* Text block:
# Barnaby Ate Gravy Granules!!



## Karen519 (Aug 21, 2006)

*Barnaby*

Barnaby

Is he eating, drinking and eliminating o.k.?
I would keep a CLOSE eye on him and take him to the emergency vet immediately if anything is suspicious.

Did you try looking up what is in Gravy Granules.


----------



## cgriffin (Nov 30, 2011)

Oh Barnaby, you old rascal 

I am glad he is okay and maybe he learned his lesson


----------



## CAROLINA MOM (May 12, 2009)

Amazing how quick they can be even at 13.

Hope Barnaby is still doing well.


----------



## hotel4dogs (Sep 29, 2008)

I think Barnaby is just jealous of Tiny.....
Glad to hear he's okay! I would think it wouldn't be particularly dangerous, but might cause some diarrhea!


----------



## swishywagga (Nov 13, 2012)

Karen519 said:


> Barnaby
> 
> Is he eating, drinking and eliminating o.k.?
> I would keep a CLOSE eye on him and take him to the emergency vet immediately if anything is suspicious.
> ...


Thanks Karen, he seems fine, he ate some breakfast and is drinking normally. We went for a walk this afternoon and his poop was ok. I will watch him carefully though.


----------



## HolDaisy (Jan 10, 2012)

Oh Barnaby lol. I don't think it should do him any harm, might just give him a slight dodgy tummy. They never miss a chance when you drop something do they!


----------



## Sweet Girl (Jun 10, 2010)

It's amazing what they find tasty. 

Sorry to hear how you suffered for it. :yuck: But glad he's doing well!


----------



## *Laura* (Dec 13, 2011)

Barnaby you're too fast for your mama. I hope you're tummy has settled okay


----------



## swishywagga (Nov 13, 2012)

He seems ok today, he went out for some salad (grass) last night, which is usually a sign he has a sore tummy, but he slept well and was his usual bouncy self this morning. We will add this to the list of things that have mysteriously found their way into his golden tummy. I swear this boy could find a bone in the desert!


----------



## Elisabeth Kazup (Aug 23, 2008)

Glad he's okay today.

"Oops" spoken from the kitchen is the best recall ever!


----------

* Data shown:
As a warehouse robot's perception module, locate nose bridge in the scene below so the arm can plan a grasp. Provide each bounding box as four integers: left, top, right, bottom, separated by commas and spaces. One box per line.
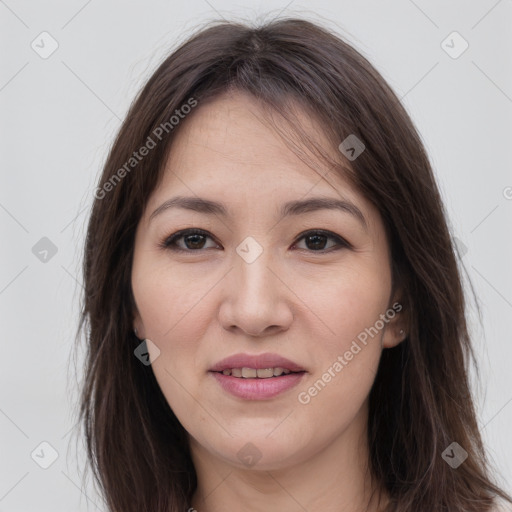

* Problems:
- 1) In the gravy granules thread, which posters have a date from 2011 or 2012 next to their name?
- 2) According to the gravy granules thread, what is Barnaby going out for grass usually a sign of?
The material has no connection to the gravy granules thread.

* Solved problems:
- 1) cgriffin, swishywagga, HolDaisy, Laura

- 2) It is usually a sign that he has a sore tummy.